══ PROVIDED TEXT

Early blood testing could identify women at risk of gestational diabetes

Early blood testing could identify women at risk of gestational diabetes
Early blood testing could identify women at risk of gestational diabetes Photo: Shutterstock

Early blood testing could identify women at risk of developing gestational diabetes later in the pregnancy, according to the findings of a recent study.

Instead of waiting until between 24 and 28 weeks of pregnancy to take a Glucose Tolerance Test (GTT), researchers claim women could be tested much earlier to see if they are at risk of developing the condition. Pregnant women could then better protect themselves against developing gestational diabetes by making lifestyle changes earlier in the pregnancy. 

Gestational diabetes is a pregnancy-related condition, where the level of blood sugar, or glucose, rises too high. It has potentially serious health risks for mothers and infants. Risks include high blood pressure, the need for cesarean delivery and large birth sizes. 

Researchers at the National Institute of Child Health and Human Development (NICHD) discovered a blood test conducted as early as the 10th week of pregnancy could help identify pregnant women at risk of developing gestational diabetes.

In the study, researchers evaluated whether the test used to commonly diagnose type 2 diabetes - HbA1c test - could be used to identify signs of gestational diabetes in the first trimester of pregnancy. 

They examined records from the NICHD Fetal Growth Study, a study of more than 2,000 low-risk pregnant women in the United States during 2009 and 2013. The researchers compared HbA1c test results from 214 women who did not develop gestational diabetes to those of 107 women who did. 

It was found that the women who went on to develop gestational diabetes had higher HbA1c levels, compared to those without it.

"Our results suggest that the HbA1C test potentially could help identify women at risk for gestational diabetes early in pregnancy, when lifestyle changes may be more effective in reducing their risk," said the study's senior author, Dr Cuilin Zhang.

Lifestyle changes that may help lower blood glucose levels during pregnancy include exercise and a healthy diet. However, when these measures are not successful, insulin is used to bring blood glucose under control.


Fellow of the Royal Australian and New Zealand Council of Obstetricians and Gynaecologists (RANZCOG) Dr Philippa Costley said the results of the study were interesting in that there seemed to be an apparent association in HbA1c early in pregnancy and the development of gestational diabetes. 

"The range is very small which could make it difficult to implement into clinical practice as the cut-off used to distinguish between high and low risk may be difficult to determine," Dr Costley said.

"It is also difficult to know whether labelling a woman as high-risk and implementing lifestyle changes early in the pregnancy would have any impact on the outcome of her pregnancy."

Dr Costley said more research was needed to determine if the early blood test would be a useful screening tool.

"It would then need to be examined whether or not early lifestyle modifications would impact on the pregnancy," she said.

Gestational diabetes affects 10 to 15 per cent of the population and is most prevalent among women aged over 40-years-old, those with a family history of diabetes or polycystic ovarian syndrome, or who had previously had large babies or were overweight. Asian, Indian subcontinent, Aboriginal, Torres Strait Islander, Pacific Islander, Maori, Middle Eastern and non-white African women are also at risk.

"Women should ensure they are maintaining a healthy diet and exercising regularly," she said. "This will help maintain a healthy body weight and can help prevent gestational diabetes.

"However, some women have a genetic predisposition, and despite these measures, may still develop gestational diabetes and may require medication to maintain their blood glucose levels."

════
══ AVAILABLE DATA

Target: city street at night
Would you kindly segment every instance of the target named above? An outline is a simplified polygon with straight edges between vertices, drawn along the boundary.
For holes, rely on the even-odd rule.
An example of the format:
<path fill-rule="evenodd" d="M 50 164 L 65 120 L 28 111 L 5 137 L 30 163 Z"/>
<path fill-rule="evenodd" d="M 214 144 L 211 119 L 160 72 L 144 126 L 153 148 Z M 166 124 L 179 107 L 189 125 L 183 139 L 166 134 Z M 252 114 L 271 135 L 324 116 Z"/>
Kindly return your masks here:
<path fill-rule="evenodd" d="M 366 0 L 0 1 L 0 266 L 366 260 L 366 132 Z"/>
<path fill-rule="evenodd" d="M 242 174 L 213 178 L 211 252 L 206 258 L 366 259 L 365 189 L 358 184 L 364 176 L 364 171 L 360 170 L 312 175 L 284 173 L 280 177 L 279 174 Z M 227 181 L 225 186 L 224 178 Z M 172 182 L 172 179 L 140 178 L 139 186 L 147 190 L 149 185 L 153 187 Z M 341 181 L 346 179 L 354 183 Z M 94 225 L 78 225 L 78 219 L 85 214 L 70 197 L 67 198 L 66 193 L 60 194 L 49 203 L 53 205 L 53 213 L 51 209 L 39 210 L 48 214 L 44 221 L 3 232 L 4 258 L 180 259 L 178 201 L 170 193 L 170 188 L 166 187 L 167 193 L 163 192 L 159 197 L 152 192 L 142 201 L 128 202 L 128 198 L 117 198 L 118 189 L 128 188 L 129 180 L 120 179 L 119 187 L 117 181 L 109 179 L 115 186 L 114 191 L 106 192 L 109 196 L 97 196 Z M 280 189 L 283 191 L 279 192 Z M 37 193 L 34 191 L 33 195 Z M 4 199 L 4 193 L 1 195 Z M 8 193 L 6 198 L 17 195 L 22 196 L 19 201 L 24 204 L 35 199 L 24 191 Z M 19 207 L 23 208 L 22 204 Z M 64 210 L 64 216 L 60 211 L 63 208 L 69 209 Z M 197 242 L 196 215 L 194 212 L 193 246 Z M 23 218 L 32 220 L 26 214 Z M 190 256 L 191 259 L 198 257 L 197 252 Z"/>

════

#### DESCRIPTION OF THE TASK:
Edit the gestational diabetes article, starting at "In the study, researchers" and ending at "trimester of pregnancy.", so that "first trimester" becomes "early stage" throughout that section.

#### RESULT FOR THIS EXERCISE:
In the study, researchers evaluated whether the test used to commonly diagnose type 2 diabetes - HbA1c test - could be used to identify signs of gestational diabetes in the early stage of pregnancy.